#### [EXERCISE GOAL]
Find the line with "query | white trim molding" in the listing below. Write it out exactly, along with every later line up to the final one.

#### [SUPPLIED INFORMATION]
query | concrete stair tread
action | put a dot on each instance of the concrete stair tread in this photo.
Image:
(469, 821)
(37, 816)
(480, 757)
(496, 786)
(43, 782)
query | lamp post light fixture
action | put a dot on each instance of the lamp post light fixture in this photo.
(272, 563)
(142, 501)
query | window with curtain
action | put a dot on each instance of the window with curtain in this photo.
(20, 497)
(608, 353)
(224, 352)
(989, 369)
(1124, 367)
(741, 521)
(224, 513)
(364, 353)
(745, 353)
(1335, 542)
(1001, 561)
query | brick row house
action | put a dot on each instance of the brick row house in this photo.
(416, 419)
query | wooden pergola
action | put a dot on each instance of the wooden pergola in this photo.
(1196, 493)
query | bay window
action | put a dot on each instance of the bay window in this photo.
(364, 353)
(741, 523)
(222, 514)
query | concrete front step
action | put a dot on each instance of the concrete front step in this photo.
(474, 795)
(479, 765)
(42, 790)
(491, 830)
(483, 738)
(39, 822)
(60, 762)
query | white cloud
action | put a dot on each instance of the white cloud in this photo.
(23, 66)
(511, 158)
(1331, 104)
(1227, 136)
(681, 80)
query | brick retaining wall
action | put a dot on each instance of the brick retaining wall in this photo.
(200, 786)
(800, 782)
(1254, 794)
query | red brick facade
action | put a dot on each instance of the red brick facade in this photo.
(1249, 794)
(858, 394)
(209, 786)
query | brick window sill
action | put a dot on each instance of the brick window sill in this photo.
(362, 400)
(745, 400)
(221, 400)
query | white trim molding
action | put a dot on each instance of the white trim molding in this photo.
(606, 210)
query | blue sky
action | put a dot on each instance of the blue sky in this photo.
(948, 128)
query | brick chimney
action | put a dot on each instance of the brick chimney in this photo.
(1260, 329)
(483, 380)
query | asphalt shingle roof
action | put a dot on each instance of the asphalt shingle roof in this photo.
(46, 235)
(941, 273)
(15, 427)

#### [SOLUTION BELOW]
query | white trim molding
action | put a dot on each instance of the white trim molding in this photo.
(606, 210)
query | blue sky
action | put a dot on each instance of the blue sky in this photo.
(948, 128)
query | brick chimney
action | put a dot on each instance of the brick chimney in this photo.
(1260, 329)
(483, 380)
query | asphalt shingle roof
action | put a dot on each instance of the asphalt shingle roof in this photo.
(46, 235)
(941, 273)
(15, 427)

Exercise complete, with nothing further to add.